## Given passage
· · · ·

The Grosses filed a custody action on September 30, 2015, seeking to be declared de facto custodians based on KRS 403.270. After a June 13, 2016 hearing, the family court concluded that the Grosses' standing as de facto custodians "was destroyed by the interruption in their care and financial support of the child when she was returned to her [natural] parents." The family court, in a July 1, 2016 order, provided the Slades with sole custody. The Grosses got timesharing rights with A.L.G. every other weekend. The Grosses timely filed a CR 59.05 motion to alter, amend, or vacate the judgment, which was subsequently denied.

Kentucky Revised Statute.

Kentucky Rule of Civil Procedure.

This appeal followed.

II. STANDARD OF REVIEW

Child custody awards are reviewed for an abuse of discretion. Coffman v. Rankin, 260 S.W.3d 767, 770 (Ky. 2008). "Thus, in reviewing the decision of the family court, the test is not whether the appellate court would have decided it differently, but whether the findings of the family court are clearly erroneous, whether it applied the correct law, or whether it abused its discretion." Id. (Internal citation omitted). Because the family court is in the best position to judge the credibility of the evidence, we will not substitute our opinion for that of the family court with regard to the weight given to certain evidence, including the testimony of witnesses. CR 52.01; B.C. v. B.T., 182 S.W.3d 213, 219 (Ky. App. 2005).

III.ANALYSIS

KRS 403.270(1) sets out the requirements for de facto custodian status:

(a) As used in this chapter and KRS 405.020, unless the context requires otherwise, "de facto custodian" means a person who has been shown by clear and convincing evidence to have been the primary caregiver for, and financial supporter of, a child who has resided with the person for a period of six (6) months or more if the child is under three (3) years of age and for a period of one (1) year or more if the child is three (3) years of age or older or has been placed by the Department for Community Based Services . . . .

· · · ·

## Data extract
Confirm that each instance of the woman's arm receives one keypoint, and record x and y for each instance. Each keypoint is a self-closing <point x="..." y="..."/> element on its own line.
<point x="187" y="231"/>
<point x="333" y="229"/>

· · · ·

## Challenge
Condense the paragraph of the custody opinion that begins "The Grosses filed a custody action" into a short bulleted list that keeps its main facts.

## Answer to this exercise
- September 30, 2015: The Grosses filed a custody action under KRS 403.270, asking to be declared de facto custodians.
- After a June 13, 2016 hearing, the family court ruled that the interruption in their care and financial support of the child, when she was returned to her natural parents, destroyed their standing as de facto custodians.
- July 1, 2016 order: The Slades received sole custody, and the Grosses received timesharing with A.L.G. every other weekend.
- The Grosses' timely CR 59.05 motion to alter, amend, or vacate the judgment was denied.